Gösterilen metin —
24 Şubat’ta başlayan Rusya’nın Ukrayna’yı işgal girişiminde taraflar sahada mücadele ederken, masada da müzakereler devam ediyor. Sahadaki mücadelenin durumuna göre, masada konuşulan maddeler tarafların lehine veya aleyhine şekilleniyor.
Rusya ve Ukrayna henüz işgal girişiminden 4 gün sonra Belarus’ta bir araya geldiler. Belarus taraflar arasındaki 3 tur müzakereye ev sahipliği yaptıktan sonra toplantının başka bir yerde yapılması konuşulmaya başlandı. Rus ve Ukrayna’lı heyetler 10 Mart’ta dışişleri bakanları düzeyinde Antalya’da bir araya gelseler de müzakerelerde somut bir ilerleme olmadı.

Görev ayrıntıları —
Rusya ile Ukrayna arasındaki müzakereleri anlatan metni hiçbir değişiklik yapmadan baştan sona yeniden yazar mısın?

[Nokta etiketleme kümesinden kayıtlar]
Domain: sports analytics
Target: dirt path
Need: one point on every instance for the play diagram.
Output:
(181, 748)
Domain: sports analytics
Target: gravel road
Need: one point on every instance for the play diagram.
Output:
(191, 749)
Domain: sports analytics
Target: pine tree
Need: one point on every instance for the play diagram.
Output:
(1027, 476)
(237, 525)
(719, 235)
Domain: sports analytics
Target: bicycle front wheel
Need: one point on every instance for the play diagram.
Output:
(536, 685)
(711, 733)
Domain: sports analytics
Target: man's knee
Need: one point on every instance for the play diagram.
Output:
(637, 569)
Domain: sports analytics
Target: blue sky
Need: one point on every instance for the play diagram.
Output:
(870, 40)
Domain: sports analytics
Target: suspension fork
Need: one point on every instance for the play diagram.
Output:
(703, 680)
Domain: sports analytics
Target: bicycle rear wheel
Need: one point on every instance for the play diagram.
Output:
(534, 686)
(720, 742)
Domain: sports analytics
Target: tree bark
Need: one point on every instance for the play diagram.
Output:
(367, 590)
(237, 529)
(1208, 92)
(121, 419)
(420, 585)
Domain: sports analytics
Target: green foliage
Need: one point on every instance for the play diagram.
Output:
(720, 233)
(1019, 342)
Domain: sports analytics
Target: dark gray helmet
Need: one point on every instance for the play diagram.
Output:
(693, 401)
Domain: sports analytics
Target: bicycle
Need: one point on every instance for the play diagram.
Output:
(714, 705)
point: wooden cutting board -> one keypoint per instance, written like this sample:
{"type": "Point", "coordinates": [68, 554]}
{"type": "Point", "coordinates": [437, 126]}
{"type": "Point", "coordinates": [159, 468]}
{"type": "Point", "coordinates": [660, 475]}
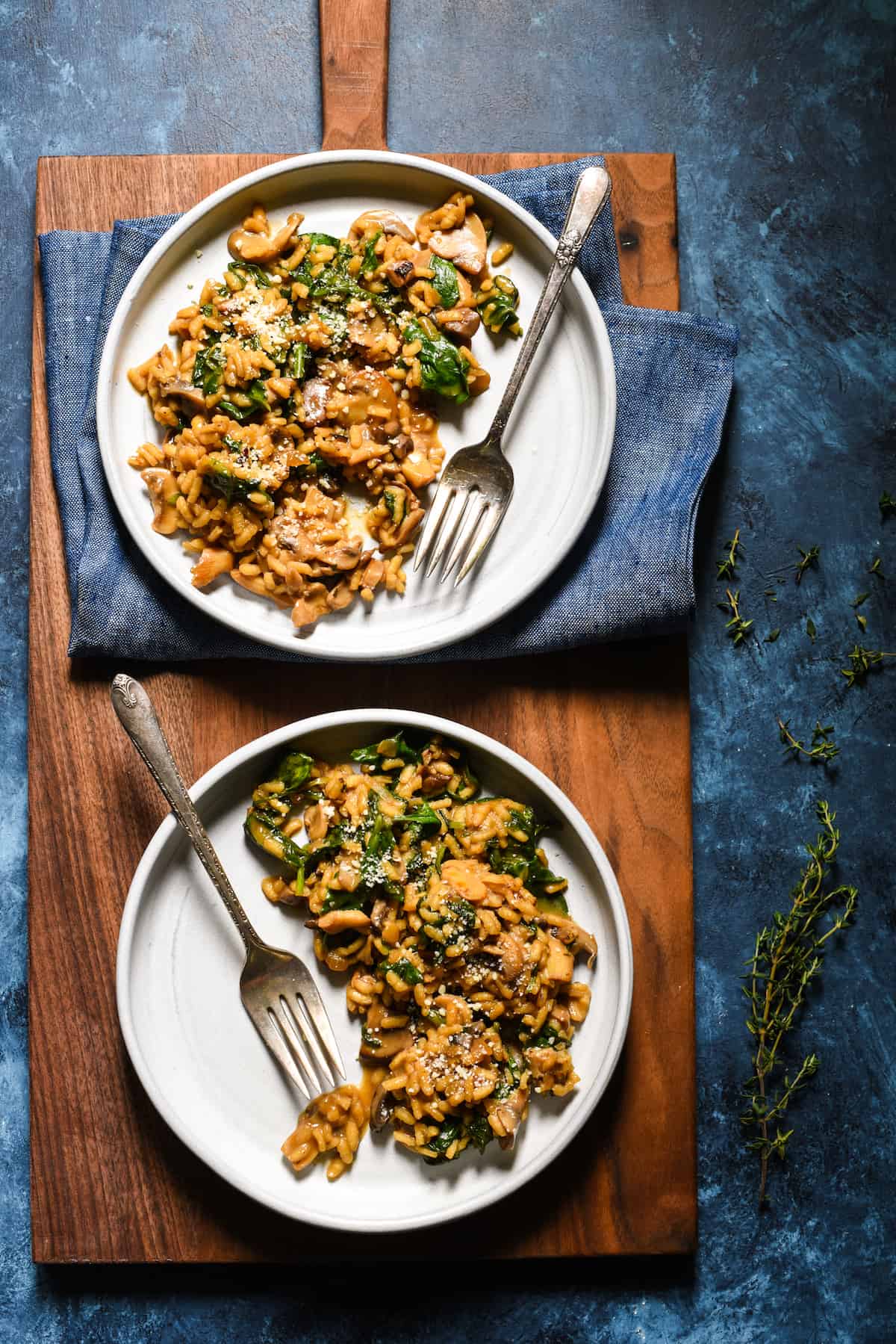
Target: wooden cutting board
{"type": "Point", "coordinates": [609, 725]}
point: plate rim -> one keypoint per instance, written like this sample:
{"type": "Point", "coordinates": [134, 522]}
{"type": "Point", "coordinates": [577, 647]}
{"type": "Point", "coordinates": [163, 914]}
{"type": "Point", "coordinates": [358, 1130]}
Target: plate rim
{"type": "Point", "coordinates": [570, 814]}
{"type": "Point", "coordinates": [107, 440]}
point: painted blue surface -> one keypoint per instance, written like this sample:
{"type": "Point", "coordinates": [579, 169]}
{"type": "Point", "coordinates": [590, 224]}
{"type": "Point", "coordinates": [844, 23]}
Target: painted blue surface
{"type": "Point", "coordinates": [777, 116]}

Yanıt olarak —
24 Şubat’ta başlayan Rusya’nın Ukrayna’yı işgal girişiminde taraflar sahada mücadele ederken, masada da müzakereler devam ediyor. Sahadaki mücadelenin durumuna göre, masada konuşulan maddeler tarafların lehine veya aleyhine şekilleniyor.
Rusya ve Ukrayna henüz işgal girişiminden 4 gün sonra Belarus’ta bir araya geldiler. Belarus taraflar arasındaki 3 tur müzakereye ev sahipliği yaptıktan sonra toplantının başka bir yerde yapılması konuşulmaya başlandı. Rus ve Ukrayna’lı heyetler 10 Mart’ta dışişleri bakanları düzeyinde Antalya’da bir araya gelseler de müzakerelerde somut bir ilerleme olmadı.